(Source records)
** START **
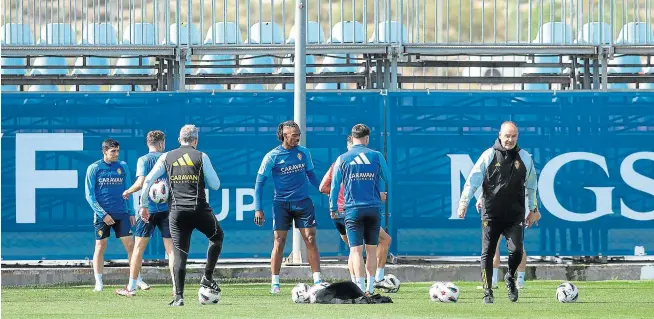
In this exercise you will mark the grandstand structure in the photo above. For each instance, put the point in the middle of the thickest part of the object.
(177, 45)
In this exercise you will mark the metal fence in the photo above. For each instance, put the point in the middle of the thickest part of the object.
(399, 44)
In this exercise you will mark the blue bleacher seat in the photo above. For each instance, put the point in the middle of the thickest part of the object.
(549, 33)
(632, 33)
(15, 34)
(389, 32)
(54, 34)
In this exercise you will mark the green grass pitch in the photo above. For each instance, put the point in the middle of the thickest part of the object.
(608, 299)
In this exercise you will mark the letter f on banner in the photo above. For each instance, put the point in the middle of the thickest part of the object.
(28, 179)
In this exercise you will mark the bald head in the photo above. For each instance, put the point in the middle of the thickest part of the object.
(509, 135)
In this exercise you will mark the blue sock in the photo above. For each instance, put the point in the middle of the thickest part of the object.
(361, 284)
(380, 274)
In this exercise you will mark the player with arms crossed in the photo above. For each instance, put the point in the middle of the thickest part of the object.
(105, 182)
(189, 172)
(291, 169)
(505, 172)
(360, 170)
(339, 222)
(158, 213)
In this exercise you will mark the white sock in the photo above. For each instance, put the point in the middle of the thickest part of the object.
(98, 280)
(495, 271)
(521, 276)
(132, 284)
(371, 284)
(380, 274)
(361, 283)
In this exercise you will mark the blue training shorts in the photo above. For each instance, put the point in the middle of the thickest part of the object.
(121, 227)
(157, 220)
(285, 212)
(362, 225)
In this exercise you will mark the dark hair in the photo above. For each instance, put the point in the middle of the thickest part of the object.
(360, 131)
(281, 127)
(155, 137)
(109, 143)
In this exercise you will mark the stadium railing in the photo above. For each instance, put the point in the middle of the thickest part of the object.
(399, 44)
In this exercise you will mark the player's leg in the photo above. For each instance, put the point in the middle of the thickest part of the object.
(382, 253)
(305, 220)
(206, 223)
(491, 231)
(282, 220)
(354, 228)
(163, 223)
(180, 231)
(372, 225)
(521, 269)
(514, 234)
(101, 231)
(496, 263)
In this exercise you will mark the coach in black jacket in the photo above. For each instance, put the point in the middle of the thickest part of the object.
(506, 174)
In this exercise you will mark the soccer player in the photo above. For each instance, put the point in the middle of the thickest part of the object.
(189, 172)
(496, 258)
(360, 170)
(158, 213)
(105, 182)
(339, 222)
(291, 169)
(505, 172)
** END **
### Problem statement
Rescale the stretch from the line containing "In this exercise you will mark the stadium" through the end of the records, repeating every line and multiplying each x and y coordinate by 1.65, rounded to whole numbers with halves rounded up. Keep all other wording unchanged.

### Result
In this exercise you will mark the stadium railing in the photo above. For each instance, put the point in the middle of the thickest part of the object.
(658, 73)
In this exercise you will mark the player's leg in the photo above. For each instance, put the point in the middle of the thickest part of the object.
(630, 417)
(503, 363)
(340, 368)
(810, 381)
(465, 363)
(584, 376)
(269, 368)
(297, 381)
(614, 371)
(860, 444)
(848, 386)
(167, 381)
(818, 434)
In this exercise you will mark the coach in black jacket in the photo above. For each instance, put the point in the middle of the thickest part of the object.
(835, 287)
In this exercise you will mark the soccer player in the photo above. For each instance, put the point in the middle of the thickest part of the object.
(312, 284)
(818, 426)
(594, 281)
(261, 351)
(173, 300)
(559, 366)
(480, 279)
(833, 284)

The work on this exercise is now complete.